[Stated task A]
Rewrite the part of the listing that opens with its first line and closes with the line containing "M 513 408 L", replacing "crocodile head" with "alligator head" and keeping everything else the same.

[Excerpted text]
[start]
1

I'm trying to create a program which generates a word list based on a couple (10-100) original input words. The end result contains millions, possibly billions of lines, with one word on each line. I've come far enough that I can generate up to about 5 million or so words, but whenever I run something that would generate far more words, like 100 million or so, the program crashes after roughly 1 min and 9 seconds. Here is the error output:

    Exception in thread "main" java.lang.OutOfMemoryError: Java heap space
    at java.util.Arrays.copyOf(Arrays.java:3210)
    at java.util.Arrays.copyOf(Arrays.java:3181)
    at java.util.ArrayList.grow(ArrayList.java:265)
    at java.util.ArrayList.ensureExplicitCapacity(ArrayList.java:239)
    at java.util.ArrayList.ensureCapacityInternal(ArrayList.java:231)
    at java.util.ArrayList.add(ArrayList.java:462)
    at wordlistgen.WordlistGen2.combineWords(WordlistGen2.java:129)
    at wordlistgen.WordlistGen2.main(WordlistGen2.java:25)
    /home/NAME/.cache/netbeans/8.1/executor-snippets/run.xml:53: Java 
returned: 1
BUILD FAILED (total time: 1 minute 9 seconds)

I have tried to increase the heap size for Netbeans by entering -J-Xms1024m -J-Xmx2048m in my netbeans.conf file (Running Ubuntu 17.10), but the error persists.

Essentially what the program does is import the original 10-100 words:

static void importList() throws IOException{
    ArrayList<String> rawList = new ArrayList<>();

    try(BufferedReader br = new BufferedReader(new FileReader("textfile"))) {
        for(String line; (line = br.readLine()) != null; ) {
            rawList.add(line);
        }

        listOfLists.add(rawList);
        loll++;
    }

}

Then, with a bunch of for loops I create new variations of words with capitalized letters, numbers at the end, substrings of the entire word, and so on. The words are stored in different arraylists, which are in turn stored in an ArrayList of ArrayLists. So in an ArrayList.

When I'm done combining and manipulating words, I output the entire final arraylist, line by line, to an output file, using the following method:

static void outputFile(String fileName) throws IOException{
    try (FileWriter writer = new FileWriter(fileName)) {
        for(String str: finalList) {
            writer.write(str +"\n");
        }
    }
}

The entire code can be found here: https://pastebin.com/0fkvwYbx

I'm hoping that I'm missing something obvious, or that I've misinterpreted the error message, either way, if someone could find a solution so that I am able to generate longer lists, I'd be very grateful.
[end]
[Stated task B]
Name every distinct method that appears in the stack trace of the post about the Java heap space error, listing each one only once.

[Task input]
[start]
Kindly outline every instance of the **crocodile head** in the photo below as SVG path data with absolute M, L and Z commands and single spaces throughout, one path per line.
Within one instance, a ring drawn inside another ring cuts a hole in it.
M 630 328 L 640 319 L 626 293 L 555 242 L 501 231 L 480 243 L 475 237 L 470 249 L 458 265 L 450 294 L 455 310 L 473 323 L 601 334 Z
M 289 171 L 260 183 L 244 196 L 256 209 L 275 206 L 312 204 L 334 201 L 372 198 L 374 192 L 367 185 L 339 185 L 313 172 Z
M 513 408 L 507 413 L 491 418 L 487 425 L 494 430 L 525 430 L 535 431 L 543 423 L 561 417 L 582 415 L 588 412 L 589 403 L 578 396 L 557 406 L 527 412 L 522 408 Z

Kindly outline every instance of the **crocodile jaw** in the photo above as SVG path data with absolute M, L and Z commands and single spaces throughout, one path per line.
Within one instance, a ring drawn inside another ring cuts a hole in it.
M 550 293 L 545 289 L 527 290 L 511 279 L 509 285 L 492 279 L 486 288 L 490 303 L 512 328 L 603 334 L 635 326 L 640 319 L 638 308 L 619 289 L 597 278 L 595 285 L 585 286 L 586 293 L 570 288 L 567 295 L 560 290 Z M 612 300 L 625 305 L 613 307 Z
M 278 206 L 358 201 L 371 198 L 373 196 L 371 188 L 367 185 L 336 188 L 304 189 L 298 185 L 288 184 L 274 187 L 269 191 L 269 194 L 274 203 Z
[end]
[Expected answer A]
Kindly outline every instance of the **alligator head** in the photo below as SVG path data with absolute M, L and Z commands and single spaces throughout, one path per line.
Within one instance, a ring drawn inside another ring cuts a hole in it.
M 630 328 L 640 319 L 626 293 L 555 242 L 501 231 L 480 243 L 475 237 L 470 249 L 458 265 L 450 294 L 455 310 L 473 323 L 601 334 Z
M 289 171 L 260 183 L 244 196 L 256 209 L 275 206 L 312 204 L 334 201 L 372 198 L 374 192 L 367 185 L 339 185 L 313 172 Z
M 513 408 L 507 413 L 491 418 L 487 425 L 494 430 L 525 430 L 535 431 L 543 423 L 561 417 L 582 415 L 588 412 L 589 403 L 578 396 L 557 406 L 527 412 L 522 408 Z

[Expected answer B]
- java.util.Arrays.copyOf
- java.util.ArrayList.grow
- java.util.ArrayList.ensureExplicitCapacity
- java.util.ArrayList.ensureCapacityInternal
- java.util.ArrayList.add
- wordlistgen.WordlistGen2.combineWords
- wordlistgen.WordlistGen2.main